Work required
Restate the whole of the data below word for word, skipping the images.

********

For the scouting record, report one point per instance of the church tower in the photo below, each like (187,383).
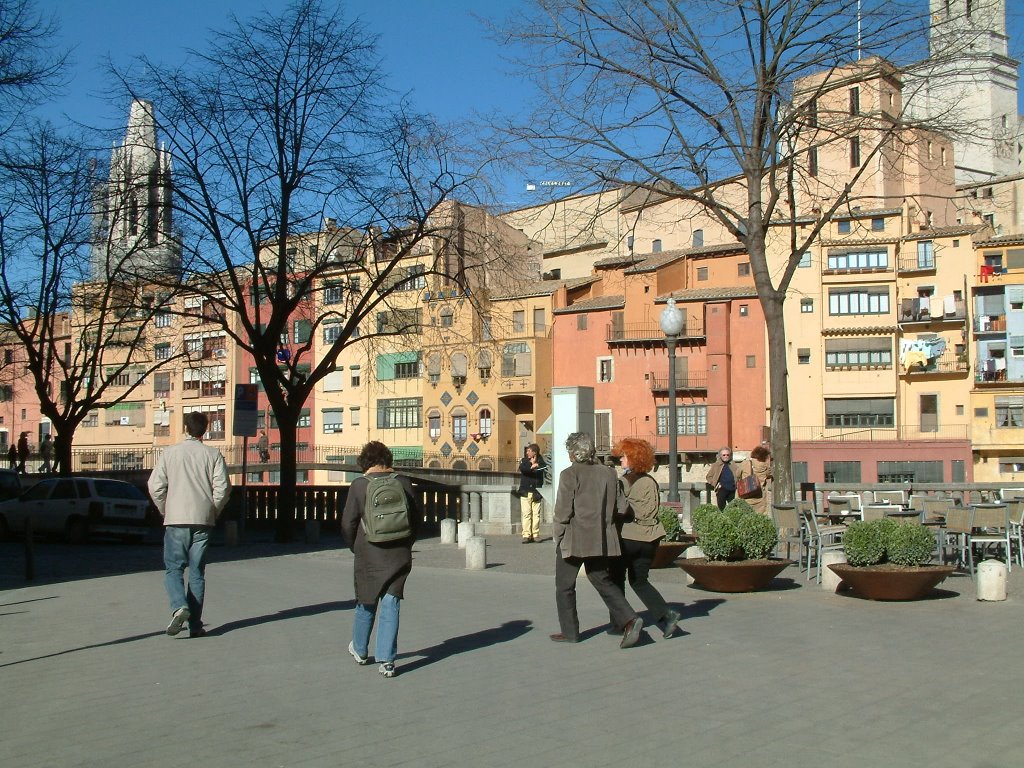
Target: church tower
(132,229)
(971,78)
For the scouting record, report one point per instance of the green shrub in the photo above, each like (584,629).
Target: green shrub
(758,536)
(864,543)
(670,521)
(736,509)
(717,536)
(699,513)
(909,544)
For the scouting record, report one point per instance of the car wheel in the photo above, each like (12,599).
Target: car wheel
(76,530)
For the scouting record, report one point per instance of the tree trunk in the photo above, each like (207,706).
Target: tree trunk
(778,386)
(285,525)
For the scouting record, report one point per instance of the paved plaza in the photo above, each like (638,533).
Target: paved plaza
(791,677)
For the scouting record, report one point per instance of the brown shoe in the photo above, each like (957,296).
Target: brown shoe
(632,634)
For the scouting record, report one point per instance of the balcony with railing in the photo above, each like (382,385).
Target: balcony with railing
(948,363)
(990,324)
(686,381)
(926,310)
(650,333)
(884,433)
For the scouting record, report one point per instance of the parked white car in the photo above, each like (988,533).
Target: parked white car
(77,507)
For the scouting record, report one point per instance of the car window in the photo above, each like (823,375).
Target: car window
(64,489)
(115,489)
(39,492)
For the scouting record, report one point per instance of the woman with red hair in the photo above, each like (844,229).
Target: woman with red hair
(642,531)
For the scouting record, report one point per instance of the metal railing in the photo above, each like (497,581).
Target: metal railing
(626,332)
(689,380)
(948,363)
(856,434)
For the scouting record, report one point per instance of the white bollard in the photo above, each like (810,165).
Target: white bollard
(476,553)
(991,580)
(829,580)
(692,553)
(465,534)
(449,530)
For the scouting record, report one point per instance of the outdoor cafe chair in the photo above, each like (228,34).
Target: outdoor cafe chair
(889,497)
(1016,509)
(1011,495)
(960,524)
(791,530)
(991,528)
(820,538)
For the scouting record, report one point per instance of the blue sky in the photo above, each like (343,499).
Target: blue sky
(436,50)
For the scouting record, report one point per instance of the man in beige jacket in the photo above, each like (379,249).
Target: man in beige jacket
(189,486)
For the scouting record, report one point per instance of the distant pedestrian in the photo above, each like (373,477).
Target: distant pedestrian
(381,569)
(722,478)
(23,452)
(642,531)
(46,454)
(530,502)
(587,506)
(189,487)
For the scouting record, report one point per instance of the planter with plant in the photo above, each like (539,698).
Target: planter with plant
(890,560)
(676,540)
(737,544)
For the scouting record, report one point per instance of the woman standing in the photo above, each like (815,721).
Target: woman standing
(589,500)
(381,569)
(530,503)
(761,467)
(642,531)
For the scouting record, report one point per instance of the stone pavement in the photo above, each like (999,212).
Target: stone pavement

********

Solution to the exercise
For the scouting record, report one point per instance of the church tower in the photo below, each like (187,383).
Target: church tower
(132,229)
(971,78)
For the scouting record, report one point per instance of the green shrub in the photo above, each like (584,629).
Target: green shrub
(758,536)
(864,543)
(670,521)
(736,509)
(717,536)
(699,513)
(909,544)
For the scouting record, report one point per instance of the car wheel in the photo above, each like (12,599).
Target: car wheel
(76,530)
For the scouting record, report one point per instance of the tree trunk in the photo above, each like (207,706).
Target: tree trunk
(778,386)
(285,525)
For the scouting record, report one point per instance of the paved plaza in the photo above, each like (638,533).
Target: paved plaza
(791,677)
For the scouting record, report one point per instance of the brown shoe in the photo above, each like (957,296).
Target: brown shoe
(632,634)
For the scouting record, report one point per instance of the balcony with railing in the photo above, each like (382,385).
Target: balcony with railing
(948,363)
(990,324)
(686,381)
(926,310)
(650,333)
(884,433)
For the scouting record, report one point per instance of the parked white car in the photo above, each like (988,533).
Target: parked white car
(77,507)
For the scouting record, report one point per instance of the car window in the photo above, each like (823,375).
Target: car window
(64,489)
(115,489)
(39,492)
For the scouting record, report one point per instance of the woman with red hair in the photo above, each like (844,229).
Target: woman with red hair
(642,531)
For the scouting record, report one point per instance of the metal railing in the photo above, each like (497,581).
Target: metal railing
(626,332)
(689,380)
(948,363)
(856,434)
For the scouting record, report one point per instance of the white bollard in the photo above, each like (810,165).
Target: white bollard
(476,553)
(991,580)
(829,580)
(692,553)
(465,534)
(449,530)
For the scouting record, report one point per instance of the outdoor cafe chair in the photo above, each like (228,34).
Target: outdoor cafe chair
(889,497)
(1016,509)
(1011,495)
(960,524)
(791,530)
(991,528)
(820,538)
For the scouting record, report one point per instance of the blue sky in the photo above, each like (343,499).
Target: blue sky
(436,50)
For the scouting record, report one point per instance of the man in beige jacket in the photo above, each like (379,249).
Target: man in beige jacket
(189,486)
For the scouting record, report one point per instance of the distant pedestrian in the photo above, each like (373,477).
Target: distant pedestrian
(381,569)
(722,478)
(23,452)
(642,531)
(46,454)
(530,502)
(587,506)
(189,487)
For the scouting record, report one point per instance of the planter with plant in the photo above, each like (539,698).
Target: planter with plant
(890,560)
(676,540)
(737,544)
For the scouting record, report one point per instance of the woman standing in the photo above, each like (815,721).
Target: woman standing
(589,500)
(381,569)
(530,503)
(761,467)
(642,531)
For the scouting record, report one point per instance of the stone pavement in the photo above, each like (999,212).
Target: stone pavement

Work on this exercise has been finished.